====== DOCUMENT SECTION ======
Calculation of Heat-Treating Costs
Heat-treat costs are difficult to get a handle on. In this article, an accurate cost process is established.
The first half of my career as a metallurgist and heat-treat manager was spent in captive heat treating. There, the heat-treating costs were determined by corporate accountants who generally got the costs totally wrong. They used many averages and allocated most of the cost components without using costs associated directly with the specific operation or process.
As an example, energy costs were allocated by the square feet the heat treat occupied rather than using the fact that about 90% of the plant energy costs was used in the heat treat, even though it occupied only 5% of the area of the plant. This resulted in an average cost for carburizing of $0.04/pound in the early 1970s. Local commercial heat-treating shops (that probably were closer to the actual cost) were typically charging $0.15-0.30/pound for carburizing of the same materials and case depths.
Later, as manager of a commercial heat-treating operation where errors in heat-treat pricing could affect the very success and profitability of the company, accurate pricing was an important issue. In this experience, the company had pages and pages of prices by the pound for each of the many treatments that were offered. Every year, the individual price sheets were multiplied by an inflation factor and re-issued. When questioned, those responsible for quotations and pricing were not sure how most of the prices were originally derived, but “the prices had been determined several years ago and then annually updated.”
Desired Cost-System Features
The objective was the development of a simple, cost/pricing system that would be reasonably accurate and could easily be recalculated if the yearly costs of any of the basic cost components change. The costs could then be accurately assigned to the hourly cost of operation for each piece of equipment or similar groups of equipment. An advantage of the system would be that if the loading characteristics of individual parts and the process cycle are known, one could accurately determine the required price per piece or price per pound for that equipment and process.
Another advantage of the system would be that if there is a record made of the actual total hours of operation per year for each piece of equipment, simple calculations could then be made to cross-check the calculated sales (using the equipment-hour rates) to actual total sales. Shortfalls in pricing for specific equipment or processes could then be identified for possible corrective action.
Earlier published work grouped the heat-treating costs into the same general category by process and, thus, were not assigned to specific equipment. By using this method, the costs are assigned to the specific category of equipment being used.
Plant Operational Details
The commercial heat-treating company from which this cost data was taken operated on a 24-7 basis. Using this schedule, allowing for holidays, the available hours of operation were 350 x 24, or 10,704 hours per year for each piece of primary equipment.
A wide range of parts were heat treated in the facility including various shafts, gears, sprockets, bushings, aircraft connecting rods and related engine parts, etc. Materials heat treated were steel, steel investment castings, aluminum castings, various cast irons, and wear- and corrosion-resistant cast iron.
There were six batch integral-quench atmosphere furnaces (two 2-zone and four single-zone), one pusher atmosphere carburizer line with related washers and tempering furnaces. The processes used were carburizing, carbonitriding, harden and temper, atmosphere annealing and carbon restoration.
====== DATA SHOWN ======
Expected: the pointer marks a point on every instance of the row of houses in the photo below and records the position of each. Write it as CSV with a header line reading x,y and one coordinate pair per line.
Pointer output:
======
GOAL 1 |
Answer these questions from the text on heat-treating costs:
(a) About what share of the plant energy costs did the heat treat use?
(b) How many batch integral-quench atmosphere furnaces were there?
(c) On what schedule did the commercial heat-treating company operate?
GOAL 2 | Reproduce the passage in the text on heat-treating costs from "Earlier published work" up to and including "corrosion-resistant cast iron.".
The lines play no part in this work.

TASK RESULT 1 |
(a) About 90%.
(b) Six.
(c) A 24-7 basis.

TASK RESULT 2 |
Earlier published work grouped the heat-treating costs into the same general category by process and, thus, were not assigned to specific equipment. By using this method, the costs are assigned to the specific category of equipment being used.
Plant Operational Details
The commercial heat-treating company from which this cost data was taken operated on a 24-7 basis. Using this schedule, allowing for holidays, the available hours of operation were 350 x 24, or 10,704 hours per year for each piece of primary equipment.
A wide range of parts were heat treated in the facility including various shafts, gears, sprockets, bushings, aircraft connecting rods and related engine parts, etc. Materials heat treated were steel, steel investment castings, aluminum castings, various cast irons, and wear- and corrosion-resistant cast iron.